**Records for identifying positions:**
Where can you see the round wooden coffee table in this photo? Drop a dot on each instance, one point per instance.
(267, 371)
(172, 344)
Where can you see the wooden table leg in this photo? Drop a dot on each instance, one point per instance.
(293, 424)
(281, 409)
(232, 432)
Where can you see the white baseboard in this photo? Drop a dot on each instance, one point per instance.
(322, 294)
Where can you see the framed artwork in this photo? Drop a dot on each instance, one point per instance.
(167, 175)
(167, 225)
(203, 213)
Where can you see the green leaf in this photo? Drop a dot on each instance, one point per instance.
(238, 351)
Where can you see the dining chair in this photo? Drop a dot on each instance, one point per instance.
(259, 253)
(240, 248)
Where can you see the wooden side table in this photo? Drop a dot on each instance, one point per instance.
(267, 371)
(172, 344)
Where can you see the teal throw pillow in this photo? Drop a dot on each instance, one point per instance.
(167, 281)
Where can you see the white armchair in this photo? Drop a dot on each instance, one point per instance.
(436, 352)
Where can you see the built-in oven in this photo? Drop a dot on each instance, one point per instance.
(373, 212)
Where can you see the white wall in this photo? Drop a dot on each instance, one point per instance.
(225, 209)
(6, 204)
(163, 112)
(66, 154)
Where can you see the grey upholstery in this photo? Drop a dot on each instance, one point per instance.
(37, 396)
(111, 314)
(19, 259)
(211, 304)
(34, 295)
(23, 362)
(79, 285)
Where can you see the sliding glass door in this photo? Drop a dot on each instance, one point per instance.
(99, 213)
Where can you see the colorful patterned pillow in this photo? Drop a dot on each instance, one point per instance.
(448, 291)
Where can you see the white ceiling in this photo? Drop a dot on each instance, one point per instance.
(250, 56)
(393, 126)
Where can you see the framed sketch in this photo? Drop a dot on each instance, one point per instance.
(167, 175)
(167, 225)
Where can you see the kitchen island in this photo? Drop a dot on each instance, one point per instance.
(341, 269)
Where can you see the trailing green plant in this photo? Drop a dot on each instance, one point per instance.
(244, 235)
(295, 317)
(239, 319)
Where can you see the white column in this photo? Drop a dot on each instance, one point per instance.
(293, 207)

**Exercise details:**
Please copy all of the material above word for word, keeping every line unchanged.

**Solution to this task:**
Where can you see the round wooden coffee table in this photo? Drop a dot on each instance, one point per instance.
(267, 371)
(172, 344)
Where can you see the wooden table leg in this photo? Drop a dot on each instance, one point per instance.
(293, 424)
(281, 409)
(232, 432)
Where can you see the white baseboard in this photo? Drop a dot on each instance, one point per instance.
(322, 294)
Where can you see the framed artwork in this photo? Drop a dot on each instance, one point per instance.
(167, 175)
(167, 225)
(203, 213)
Where can you see the green leaf in this photo? Drop a dot on each instance, one point per instance.
(238, 351)
Where can you see the dining chair in this photo? Drop a dot on each instance, one point per instance.
(259, 253)
(240, 248)
Where can you see the wooden side table in this photo? Drop a dot on each instance, one point per instance.
(267, 371)
(172, 344)
Where can you see the teal throw pillow in this photo? Drop a dot on each instance, one point per instance.
(167, 281)
Where can you see the white armchair in this photo? Drop a dot on each instance, one point per instance.
(436, 352)
Where can you see the built-in oven in this photo? Drop a dot on each instance, one point per instance.
(373, 212)
Where can you see the white wall in this photo? Drop a dot on each instance, one point per instance.
(225, 209)
(6, 204)
(163, 112)
(66, 154)
Where can you see the grey upholstery in this photo? Drop a dot on each instance, one point per instance.
(37, 396)
(111, 314)
(19, 259)
(211, 304)
(34, 295)
(23, 362)
(79, 285)
Where can you see the sliding glass door in this photo? Drop a dot on each instance, one point per instance.
(99, 213)
Where can you see the colorful patterned pillow in this photo? Drop a dot on each instance, one point per instance.
(448, 291)
Where can you see the white ceiling in this photo? Drop a dot on each instance, one point per instance.
(250, 56)
(393, 126)
Where can you see the framed sketch in this photo? Drop a dot on each instance, one point per instance.
(167, 175)
(167, 225)
Where can you see the kitchen island in this photo? Drop a dot on each instance, one point per instance.
(341, 269)
Where can you see the trailing green plant in this photo? Drop a dot on each instance, one point per instance.
(244, 235)
(295, 317)
(239, 319)
Where can you see the white column in this photo? Drop a dot on each instance, one point per instance.
(293, 207)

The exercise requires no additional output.